▶ CHALLENGE 1: In the birthday cake passage, what foods does the father-in-law especially like?
▶ CHALLENGE 2: Continue the birthday cake passage after its final sentence.

I love making birthday cakes. While I don’t have a problem with having a little dessert every day, I do think there’s unique joy in having something made just for you on your special day — hopefully with your tastes and preferences in mind.
This cake was for my father-in-law’s birthday. He’s one of the most non-picky eaters I know; but while he eats everything, he especially likes chocolate and nuts. This was for a small family celebration, so the cake is quite small: two 6-inch layers. If you want to make it into a double layer 8-inch cake, refer to the original chocolate cake recipe and make 1.5-2x the frosting (this recipe makes a generous amount; I gave this cake a fairly thick layer and still had enough leftover to frost 20 mini cupcakes).

▶ MATERIAL PROVIDED:
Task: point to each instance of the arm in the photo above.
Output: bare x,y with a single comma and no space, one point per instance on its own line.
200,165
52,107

▶ FINAL ANSWER 1: Chocolate and nuts.

▶ FINAL ANSWER 2:
Some notes on the frosting: I’ve had mixed experiences with Swiss Meringue Buttercream (SMBC); although I’ve made it sort of successfully in the past, to be honest I didn’t really like the flavor of it before — it just tasted like sweet butter. (Which I guess it is.) This time was different, for a couple of big reasons:
- I borrowed my sister-in-law’s stand mixer. It still took awhile to make the frosting, but my hand didn’t feel dead at the end. My previous attempts at SMBC were with a hand mixer; it’s possible that way, but the stand mixer really does make the process way easier and more enjoyable, IMO.
- Peanut butter and cream cheese. They go so well together, and in this case they combine to make the fluffiest, silkiest, and most tasty peanut butter icing I’ve ever had. I’m generally not a huge icing person, but I could have eaten it straight with a spoon. The brown sugar added a little something something too; a nice depth of flavor that reminded me of honey roasted peanuts. Yum.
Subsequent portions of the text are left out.